[ROWS start]

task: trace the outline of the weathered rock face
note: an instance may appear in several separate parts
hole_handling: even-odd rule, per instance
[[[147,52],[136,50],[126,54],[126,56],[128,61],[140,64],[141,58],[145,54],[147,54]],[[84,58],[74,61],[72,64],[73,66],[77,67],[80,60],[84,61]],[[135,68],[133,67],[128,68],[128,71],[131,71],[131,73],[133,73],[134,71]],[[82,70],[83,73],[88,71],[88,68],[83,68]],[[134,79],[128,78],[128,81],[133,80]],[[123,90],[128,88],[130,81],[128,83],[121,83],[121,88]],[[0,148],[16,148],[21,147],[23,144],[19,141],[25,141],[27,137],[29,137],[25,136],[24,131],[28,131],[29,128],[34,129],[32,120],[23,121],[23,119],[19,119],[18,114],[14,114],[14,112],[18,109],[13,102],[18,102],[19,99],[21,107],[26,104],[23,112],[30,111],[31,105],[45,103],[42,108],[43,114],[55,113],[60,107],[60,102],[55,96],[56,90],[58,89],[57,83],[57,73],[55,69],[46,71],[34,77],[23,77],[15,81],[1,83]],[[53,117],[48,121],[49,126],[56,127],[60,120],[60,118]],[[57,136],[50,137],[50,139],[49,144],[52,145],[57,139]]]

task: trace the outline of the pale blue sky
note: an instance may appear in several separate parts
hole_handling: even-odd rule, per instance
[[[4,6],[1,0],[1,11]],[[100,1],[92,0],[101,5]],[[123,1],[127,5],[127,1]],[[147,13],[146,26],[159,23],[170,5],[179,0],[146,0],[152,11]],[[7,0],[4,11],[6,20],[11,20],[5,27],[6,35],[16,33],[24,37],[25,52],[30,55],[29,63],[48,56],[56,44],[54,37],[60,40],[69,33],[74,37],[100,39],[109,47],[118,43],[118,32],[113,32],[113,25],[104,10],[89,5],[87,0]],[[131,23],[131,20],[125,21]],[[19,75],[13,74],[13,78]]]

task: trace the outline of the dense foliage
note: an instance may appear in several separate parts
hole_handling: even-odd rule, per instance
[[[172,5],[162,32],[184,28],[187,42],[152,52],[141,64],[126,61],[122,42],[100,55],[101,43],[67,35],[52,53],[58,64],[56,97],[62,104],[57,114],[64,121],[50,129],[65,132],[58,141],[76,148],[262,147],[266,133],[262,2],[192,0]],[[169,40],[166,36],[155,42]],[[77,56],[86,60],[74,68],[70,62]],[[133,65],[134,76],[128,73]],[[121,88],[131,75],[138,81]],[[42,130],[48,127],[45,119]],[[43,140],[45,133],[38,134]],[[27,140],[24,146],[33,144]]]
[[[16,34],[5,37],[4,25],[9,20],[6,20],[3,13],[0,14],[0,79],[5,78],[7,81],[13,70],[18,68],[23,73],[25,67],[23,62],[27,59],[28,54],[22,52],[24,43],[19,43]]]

[ROWS end]

**OBJECTIVE**
Copy out every line of this material word for word, with nothing changed.

**FINAL ANSWER**
task: trace the outline of the weathered rock face
note: an instance may appear in several separate parts
hole_handling: even-odd rule, per instance
[[[147,52],[136,50],[126,54],[126,56],[128,61],[140,64],[141,58],[145,54],[147,54]],[[84,58],[74,61],[72,64],[73,66],[77,67],[80,60],[84,61]],[[135,68],[133,67],[128,68],[128,71],[131,71],[131,73],[133,73],[134,71]],[[82,70],[83,73],[88,71],[88,68],[83,68]],[[134,79],[128,78],[128,81],[133,80]],[[123,90],[128,88],[130,81],[128,83],[121,83],[121,88]],[[0,148],[16,148],[21,147],[23,144],[19,141],[25,141],[27,137],[29,137],[25,136],[24,131],[28,131],[29,128],[34,129],[32,120],[23,121],[23,119],[19,119],[18,114],[14,114],[14,112],[18,109],[13,102],[18,102],[19,99],[21,107],[26,104],[23,112],[30,111],[31,105],[45,103],[42,108],[43,114],[55,113],[60,107],[60,102],[55,96],[56,90],[58,89],[57,83],[57,73],[55,69],[46,71],[34,77],[23,77],[15,81],[1,83]],[[53,117],[48,121],[49,126],[56,127],[60,120],[60,118]],[[57,136],[50,137],[50,139],[49,144],[52,145],[57,139]]]

task: trace the outline of the pale blue sky
note: an instance may appear in several separate parts
hole_handling: even-odd rule, per instance
[[[4,6],[1,0],[1,11]],[[100,1],[92,0],[101,5]],[[123,1],[127,5],[127,1]],[[147,13],[146,26],[159,23],[170,5],[179,0],[146,0],[152,11]],[[7,0],[4,11],[6,20],[11,20],[5,27],[6,35],[16,33],[24,37],[25,52],[30,55],[29,63],[48,56],[56,44],[54,37],[60,40],[69,33],[74,37],[100,39],[109,47],[118,43],[118,32],[113,32],[113,25],[104,10],[89,5],[87,0]],[[131,23],[131,20],[125,21]],[[19,75],[13,74],[13,78]]]

task: trace the outline of the dense foliage
note: an instance may appear in several separate parts
hole_handling: even-odd rule, per instance
[[[172,5],[162,32],[184,28],[187,42],[152,52],[141,64],[126,61],[122,42],[100,55],[101,43],[67,35],[52,53],[58,64],[56,97],[62,104],[57,114],[64,121],[50,129],[65,132],[58,141],[76,148],[262,147],[266,133],[262,2],[192,0]],[[169,40],[166,36],[155,42]],[[77,56],[86,60],[74,68],[70,62]],[[133,65],[134,76],[128,73]],[[121,88],[131,75],[138,81]],[[42,130],[48,127],[45,119]],[[43,140],[45,133],[38,134]],[[27,140],[24,146],[33,144]]]
[[[16,34],[5,37],[4,25],[9,20],[6,20],[3,13],[0,14],[0,79],[5,78],[7,81],[13,70],[18,68],[23,73],[25,67],[23,62],[27,59],[28,54],[22,52],[24,43],[19,43]]]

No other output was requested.